▸ **Prompt**
Reproduce each of the lines below verbatim, in their original order, omitting the pictures from your output.

▸ **Data rows**
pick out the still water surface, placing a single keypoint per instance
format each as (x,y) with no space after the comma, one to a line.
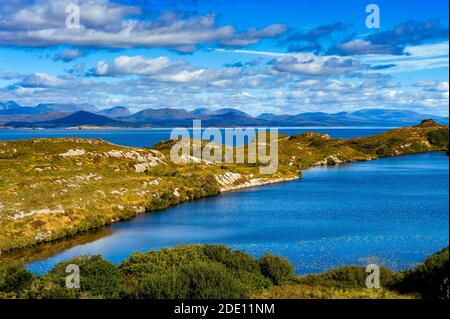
(390,211)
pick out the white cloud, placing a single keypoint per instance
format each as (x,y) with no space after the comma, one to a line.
(310,64)
(104,24)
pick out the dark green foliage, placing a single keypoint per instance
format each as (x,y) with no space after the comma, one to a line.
(99,278)
(348,277)
(277,269)
(14,278)
(430,278)
(200,280)
(438,137)
(167,285)
(196,271)
(208,272)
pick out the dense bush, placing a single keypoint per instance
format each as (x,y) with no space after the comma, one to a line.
(99,278)
(196,271)
(438,137)
(14,278)
(348,277)
(430,278)
(202,280)
(213,271)
(277,269)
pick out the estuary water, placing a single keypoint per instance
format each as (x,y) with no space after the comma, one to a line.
(391,212)
(149,137)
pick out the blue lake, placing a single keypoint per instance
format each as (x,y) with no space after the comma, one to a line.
(392,212)
(149,137)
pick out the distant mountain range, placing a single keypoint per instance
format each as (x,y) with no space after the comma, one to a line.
(72,115)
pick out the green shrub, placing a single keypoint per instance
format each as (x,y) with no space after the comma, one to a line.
(277,269)
(438,137)
(430,278)
(99,278)
(14,278)
(169,285)
(213,281)
(200,280)
(349,277)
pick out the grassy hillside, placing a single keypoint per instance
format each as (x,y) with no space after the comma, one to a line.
(54,188)
(215,271)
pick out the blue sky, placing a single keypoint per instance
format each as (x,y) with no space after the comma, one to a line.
(279,56)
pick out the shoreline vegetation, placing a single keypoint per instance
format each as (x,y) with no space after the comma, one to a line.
(57,188)
(217,272)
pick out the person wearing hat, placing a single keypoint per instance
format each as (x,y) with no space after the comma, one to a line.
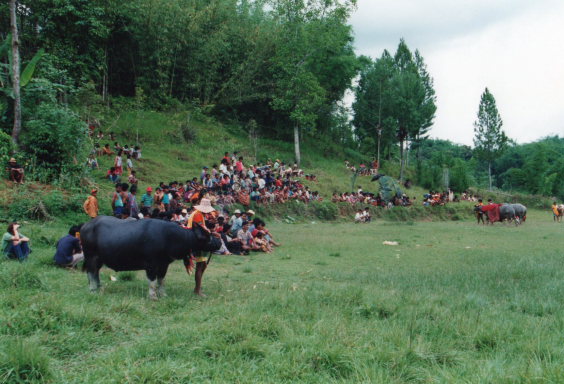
(69,252)
(198,218)
(147,199)
(16,171)
(14,244)
(236,222)
(183,216)
(91,204)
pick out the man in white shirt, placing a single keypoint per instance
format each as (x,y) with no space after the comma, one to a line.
(359,218)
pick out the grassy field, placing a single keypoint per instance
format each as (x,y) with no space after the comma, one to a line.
(452,303)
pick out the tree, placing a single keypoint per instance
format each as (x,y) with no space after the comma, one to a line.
(395,95)
(489,141)
(15,73)
(309,29)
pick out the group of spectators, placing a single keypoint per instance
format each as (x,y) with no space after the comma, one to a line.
(363,215)
(369,198)
(434,198)
(363,169)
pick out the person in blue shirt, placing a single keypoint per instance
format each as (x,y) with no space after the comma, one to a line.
(69,252)
(14,244)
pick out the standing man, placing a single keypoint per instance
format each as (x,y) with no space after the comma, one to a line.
(16,171)
(147,199)
(69,253)
(198,218)
(117,202)
(236,222)
(91,204)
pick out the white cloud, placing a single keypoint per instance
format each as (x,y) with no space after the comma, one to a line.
(515,48)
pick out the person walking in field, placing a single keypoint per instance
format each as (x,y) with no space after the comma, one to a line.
(91,204)
(198,218)
(557,212)
(118,163)
(69,252)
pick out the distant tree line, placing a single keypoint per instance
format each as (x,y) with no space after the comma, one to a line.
(281,67)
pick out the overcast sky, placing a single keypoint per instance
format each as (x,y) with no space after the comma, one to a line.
(513,47)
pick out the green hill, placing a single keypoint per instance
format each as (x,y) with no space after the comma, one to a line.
(175,146)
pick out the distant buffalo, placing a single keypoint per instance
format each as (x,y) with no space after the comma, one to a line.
(149,245)
(520,213)
(500,212)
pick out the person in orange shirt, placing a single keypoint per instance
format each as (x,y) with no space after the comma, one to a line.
(91,204)
(198,218)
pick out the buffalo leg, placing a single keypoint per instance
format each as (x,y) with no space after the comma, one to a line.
(92,266)
(200,269)
(160,281)
(94,280)
(152,277)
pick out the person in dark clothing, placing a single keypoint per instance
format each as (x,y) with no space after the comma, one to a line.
(233,245)
(69,252)
(16,171)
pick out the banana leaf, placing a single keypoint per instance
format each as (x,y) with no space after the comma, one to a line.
(30,68)
(5,46)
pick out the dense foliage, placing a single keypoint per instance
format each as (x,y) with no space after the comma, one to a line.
(395,102)
(278,67)
(279,62)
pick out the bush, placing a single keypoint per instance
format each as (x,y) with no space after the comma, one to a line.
(55,140)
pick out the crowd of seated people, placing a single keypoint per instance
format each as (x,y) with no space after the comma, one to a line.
(368,198)
(363,169)
(434,198)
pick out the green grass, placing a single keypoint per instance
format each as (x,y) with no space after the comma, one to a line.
(452,303)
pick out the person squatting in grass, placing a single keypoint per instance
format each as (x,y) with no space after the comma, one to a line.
(69,252)
(90,205)
(14,244)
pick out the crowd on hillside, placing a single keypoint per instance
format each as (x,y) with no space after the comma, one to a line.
(369,198)
(232,181)
(363,169)
(221,186)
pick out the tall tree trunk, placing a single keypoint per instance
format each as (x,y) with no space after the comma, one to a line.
(490,173)
(402,160)
(15,73)
(297,143)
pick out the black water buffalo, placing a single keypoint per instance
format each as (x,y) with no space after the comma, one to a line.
(149,245)
(520,213)
(506,212)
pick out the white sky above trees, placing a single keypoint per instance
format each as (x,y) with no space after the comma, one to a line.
(513,47)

▸ **Correct output**
pick out the still water surface, placing a single keypoint per instance
format each as (x,y) with no space after the comma, one to a line.
(390,211)
pick out the white cloud, placing a single keypoint per instance
format each as (x,y) with no space after the comma, one to a line.
(310,64)
(104,24)
pick out the dark green foliage, placing a single keypoint per instance
format each as (x,y) with no space after the comma, one to a line.
(99,278)
(348,277)
(277,269)
(14,278)
(430,278)
(200,280)
(438,137)
(167,285)
(196,271)
(208,272)
pick out the dense bush, placing a single keypoint per instance
format each as (x,y) with no space after the comma, one to a line.
(99,278)
(196,271)
(438,137)
(14,278)
(348,277)
(430,278)
(202,280)
(213,271)
(277,269)
pick out the estuary water, placing a single keypoint per instance
format each as (x,y) with no space after the comma, one to a line.
(391,212)
(149,137)
pick out the blue lake, placing a single keypoint per instance
format each as (x,y) with no space after the comma, one to a line.
(392,212)
(149,137)
pick out the distant mountain range, placing a single keypoint per instance
format each as (x,y) with no space after the comma, one to a line.
(72,115)
pick out the green shrub, placing a single keypoint per instance
format each as (x,y) with no space after the comma, one to a line.
(277,269)
(438,137)
(430,278)
(99,278)
(14,278)
(169,285)
(213,281)
(200,280)
(349,277)
pick out the grassy hillside, placing a single keypoint per instance
format each as (x,y) with no space after the comma, one to a line.
(54,188)
(215,271)
pick out the blue sky, placing a single keypoint per instance
format each as (x,y) with no space after the comma, one to a line.
(279,56)
pick out the shoreline vegetation, placing a single keypoint per instance
format each as (x,y) with no space after the comma, one to a line.
(57,188)
(217,272)
pick out the person wearing hat, placing a single keypoint per instance
format each as (x,y) with no space after the comma, one to a line.
(69,252)
(198,218)
(147,199)
(16,171)
(14,244)
(236,222)
(183,216)
(91,204)
pick out the man in white shirt, placing a single keypoint per instance
format each as (x,y) with no space after the comma, one to a line.
(359,218)
pick out the grassy field, placing a single keypoint per instance
format each as (x,y) with no space after the comma, one to a line.
(452,303)
pick out the tree, placing a single keypoint per instance
format each as (x,y) with no space after the comma, one to a line.
(395,95)
(489,141)
(15,73)
(309,29)
pick out the group of spectators, placing a single keypoint per instance
format each as (x,y) with no space after the comma, one to a line.
(363,215)
(369,198)
(434,198)
(363,169)
pick out the person in blue shirt, placing a single keypoint per instance
format each as (x,y) with no space after the comma, one to a line.
(69,252)
(14,244)
pick out the standing man, placing a single keypoint per instance
format each as (x,y) with no space after the comma, one to a line.
(16,171)
(147,199)
(69,253)
(198,218)
(117,202)
(236,222)
(91,204)
pick out the white cloud, placing a single keypoint per instance
format each as (x,y) with no space after the comma, one to a line.
(515,48)
pick out the person walking in field, placing a single keypoint per instance
format each as (x,y) with no space after the comma, one to a line.
(91,204)
(198,218)
(557,212)
(118,163)
(69,252)
pick out the distant tree line, placing a single keypoint per instance
format each as (x,y) with no space after the comma, one to a line.
(281,67)
pick out the overcast sky, placing a single keypoint per instance
format each as (x,y) with no space after the comma, one to a line.
(513,47)
pick out the green hill, placing a single keypoint per instance
format each as (x,y) with no space after the comma, one to a line.
(175,146)
pick out the distant buffalo, placing a single keypoint per instance
format each as (x,y) with no space after the comma, one to a line.
(149,245)
(520,213)
(500,212)
pick out the person in orange shirt, placing a single keypoint per instance
format each as (x,y) with no space after the comma, one to a line.
(91,204)
(198,218)
pick out the buffalo leg, placing a single keypoint per instance
format each as (x,y) with no space after the comma, one to a line.
(92,266)
(200,269)
(160,281)
(94,280)
(152,277)
pick out the person in dark clothing, placing a single keypoint per instance
format each as (x,y) with no space after the comma, one to a line.
(233,245)
(69,252)
(16,171)
pick out the banana leaf, placing a single keypoint per instance
format each as (x,y) with no space after the comma, one to a line.
(30,68)
(5,46)
pick out the dense foliage, placing a single keypoint per instance
format each as (x,y) with no space after the comma, one to a line.
(395,102)
(278,67)
(279,62)
pick out the bush, placing a single keypoint per instance
format each as (x,y) with no space after the comma, one to a line.
(55,140)
pick out the crowd of seated people, placing a single keypoint per instance
format each as (x,y) with no space after the comma, one to a line.
(368,198)
(363,169)
(434,198)
pick out the green grass, placing a single keypoint per instance
format each as (x,y) with no space after the comma, one to a line.
(452,303)
pick out the person squatting in grass, placing a single keypoint per instance
format each as (x,y) with no space after the comma, one to a line.
(69,252)
(90,205)
(14,244)
pick out the crowd on hillside, placing a single keypoint per instance
format each as (x,y) with no space after the comma, one to a line.
(369,198)
(232,181)
(363,169)
(221,186)
pick out the tall tree trunk, placing a single keypoint per instance
format each as (x,y) with no space after the comma, one to a line.
(490,173)
(402,160)
(15,73)
(297,143)
pick out the black water buffalo, placing a single keypoint per instance
format each as (x,y) with no space after the comma, one to a line.
(149,245)
(520,213)
(506,212)
pick out the white sky above trees, placing a single keypoint per instance
format each as (x,y) with no space after the comma, one to a line.
(513,47)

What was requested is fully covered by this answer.